## Rows
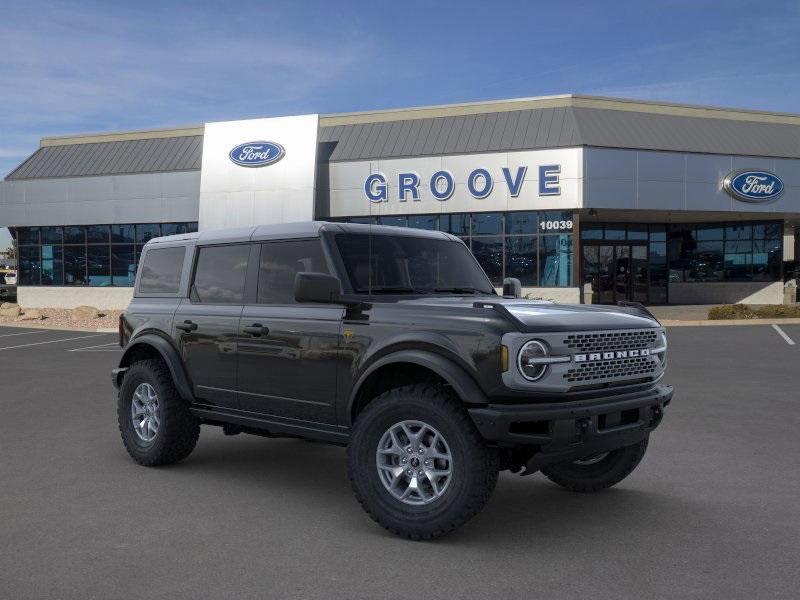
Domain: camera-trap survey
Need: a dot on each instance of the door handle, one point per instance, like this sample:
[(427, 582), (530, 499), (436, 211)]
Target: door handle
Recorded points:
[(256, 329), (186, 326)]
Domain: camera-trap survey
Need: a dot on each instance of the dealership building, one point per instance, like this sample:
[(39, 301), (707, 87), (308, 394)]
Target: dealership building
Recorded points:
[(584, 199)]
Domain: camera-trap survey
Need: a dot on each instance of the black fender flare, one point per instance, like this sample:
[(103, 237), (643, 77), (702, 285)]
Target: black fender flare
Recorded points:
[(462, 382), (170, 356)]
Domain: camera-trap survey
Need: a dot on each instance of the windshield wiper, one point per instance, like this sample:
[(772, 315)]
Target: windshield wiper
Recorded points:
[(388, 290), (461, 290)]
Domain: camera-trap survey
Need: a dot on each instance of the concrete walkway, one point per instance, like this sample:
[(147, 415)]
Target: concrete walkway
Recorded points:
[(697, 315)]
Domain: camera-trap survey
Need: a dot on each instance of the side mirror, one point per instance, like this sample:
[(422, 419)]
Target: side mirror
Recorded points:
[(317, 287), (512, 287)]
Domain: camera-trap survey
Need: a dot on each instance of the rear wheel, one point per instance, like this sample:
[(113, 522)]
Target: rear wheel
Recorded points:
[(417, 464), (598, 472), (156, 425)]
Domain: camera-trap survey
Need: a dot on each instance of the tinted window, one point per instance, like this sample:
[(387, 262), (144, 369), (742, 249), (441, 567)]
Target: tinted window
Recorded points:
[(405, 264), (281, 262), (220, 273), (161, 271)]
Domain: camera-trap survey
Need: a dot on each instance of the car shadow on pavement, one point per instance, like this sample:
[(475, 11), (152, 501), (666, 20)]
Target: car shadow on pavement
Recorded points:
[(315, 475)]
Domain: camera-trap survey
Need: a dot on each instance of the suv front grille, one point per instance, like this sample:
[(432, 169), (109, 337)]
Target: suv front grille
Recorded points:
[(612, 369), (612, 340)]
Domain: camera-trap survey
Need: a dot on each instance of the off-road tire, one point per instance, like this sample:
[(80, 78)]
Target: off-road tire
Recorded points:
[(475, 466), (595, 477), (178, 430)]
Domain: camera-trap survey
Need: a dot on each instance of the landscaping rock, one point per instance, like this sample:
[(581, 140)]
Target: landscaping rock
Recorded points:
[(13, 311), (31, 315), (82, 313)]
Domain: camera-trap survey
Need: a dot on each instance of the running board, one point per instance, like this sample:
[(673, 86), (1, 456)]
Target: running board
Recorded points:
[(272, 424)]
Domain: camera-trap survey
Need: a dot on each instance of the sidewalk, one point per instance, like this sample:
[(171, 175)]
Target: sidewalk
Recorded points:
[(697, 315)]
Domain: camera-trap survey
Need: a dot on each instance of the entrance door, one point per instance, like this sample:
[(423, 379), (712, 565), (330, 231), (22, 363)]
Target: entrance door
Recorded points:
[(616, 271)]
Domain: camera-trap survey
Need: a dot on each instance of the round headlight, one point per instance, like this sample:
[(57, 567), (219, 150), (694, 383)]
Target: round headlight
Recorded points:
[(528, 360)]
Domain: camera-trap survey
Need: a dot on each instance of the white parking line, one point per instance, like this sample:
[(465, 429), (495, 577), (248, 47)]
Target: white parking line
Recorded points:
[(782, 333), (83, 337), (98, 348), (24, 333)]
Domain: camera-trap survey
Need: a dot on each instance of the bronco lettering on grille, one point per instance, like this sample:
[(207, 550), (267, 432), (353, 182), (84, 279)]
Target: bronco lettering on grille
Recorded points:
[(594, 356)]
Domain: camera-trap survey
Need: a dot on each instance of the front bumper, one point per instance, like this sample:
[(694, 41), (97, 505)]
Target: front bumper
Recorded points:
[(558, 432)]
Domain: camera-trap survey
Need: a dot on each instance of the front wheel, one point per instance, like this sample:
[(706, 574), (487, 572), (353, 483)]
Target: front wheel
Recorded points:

## Task goal
From the rows above, copy out every line that contains the string "bronco". Matching is case-sensitive.

## Solution below
Need: a dot on each instance of the bronco lettering on grille, one point per instance, like this sample:
Target: bronco lettering on grille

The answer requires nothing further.